* _Document extract_
-- START --

U.S. Pay TV Infrastructure: Is It Up To The Mobile + Internet Video Challenge?
Greater than 90% of U.S.TV Households (USTVHHs) pay a cable, satellite, or telco video distributor for their TV. That’s a lot of people demanding a lot of ones and zeros, to say nothing of the mobile wireless users.
In addition, video distribution today is supported by a hodge-podge of various systems and players. At its core, are several different sets of player types, largely based on the type of infrastructure each uses to deliver its video signals.
Yet, despite some pretty world class infrastructures already in place, a real question remains as to the capability of those future pipes, when they really start meeting the future demands of video distribution.
Cable’s Core
To begin with, the oldest pay TV video delivery system, cable, is based upon a wire into every home or business serviced. A decade and a half ago, the majority of the cable operators realized the opportunity of improving the core cable infrastructure, thus they committed to install a new base of fiber optic and digital transmission. Current claims tout $100 billion as having been spent to upgrade cable’s U.S. plant since the mid 1990s. As a result, today cable operators have a “Triple Play” offering of voice, video, and Internet broadband service, brought to consumers by way of a pipe that is generally considered among the best in the business. Core cable video is estimated to service an estimated 60 million U.S. subscribers today. This covers almost 60% of U.S. pay TV HHs.
DBS Distribution
Next in the pay TV infrastructure line-up would be Direct Broadcast Satellite (DBS), which is known for offering competitively priced video direct to consumers’ homes by way of geostationary satellites located 22,300 miles above the equator. These, too, are multibillion dollar infrastructures, yet few are two-way, and video thus becomes the core asset for the two core U.S. DBS players, Dish Network and DirecTV. As such, both are currently at something of a disadvantage to cable and telco video, because using its core infrastructure, DBS cannot offer voice or competitive broadband Internet to most Americans. Core DBS video is estimated to service 33 million U.S. subscribers today. This covers about a third of U.S. pay TV HHs.
Telco Transmissions
Like cable, telco video services are offered by the biggest and many other telephone companies, such as Verizon and AT&T, and a slew of smaller telcos, respectively. Telco video players have a wire - at least in the form of Verizon’s FiOS fiber to the household -that is as good or better than cable’s. As such, the telco line into the home or business can deliver the “Triple Play” of voice, video, and Internet broadband. Plus, unlike most of cable, the telcos can also offer cellular wireless services, which their cable rivals cannot. Core telco video is estimated to service an estimated 7 million-8 million U.S. subscribers today. This covers approximately 7% of U. S. pay TV HHs. Noticeably for the future, in areas where telco infrastructure is not yet able to support video, partnerships with DBS providers are used to provide a complete product set.

-- END --

* _Dataset extract_
-- START --

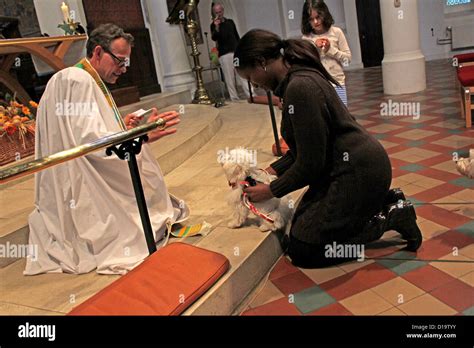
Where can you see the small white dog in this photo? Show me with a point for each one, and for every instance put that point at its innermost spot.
(465, 166)
(273, 213)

-- END --

* _Problems and tasks_
A - According to the pay TV article, how far above the equator are the satellites used for Direct Broadcast Satellite service?
B - Print the passage from the pay TV article starting at "Greater than 90%" and ending at "of video distribution.".
The listing has nothing to do with this work.

* _Answers in order_
A - 22,300 miles

B -
Greater than 90% of U.S.TV Households (USTVHHs) pay a cable, satellite, or telco video distributor for their TV. That’s a lot of people demanding a lot of ones and zeros, to say nothing of the mobile wireless users.
In addition, video distribution today is supported by a hodge-podge of various systems and players. At its core, are several different sets of player types, largely based on the type of infrastructure each uses to deliver its video signals.
Yet, despite some pretty world class infrastructures already in place, a real question remains as to the capability of those future pipes, when they really start meeting the future demands of video distribution.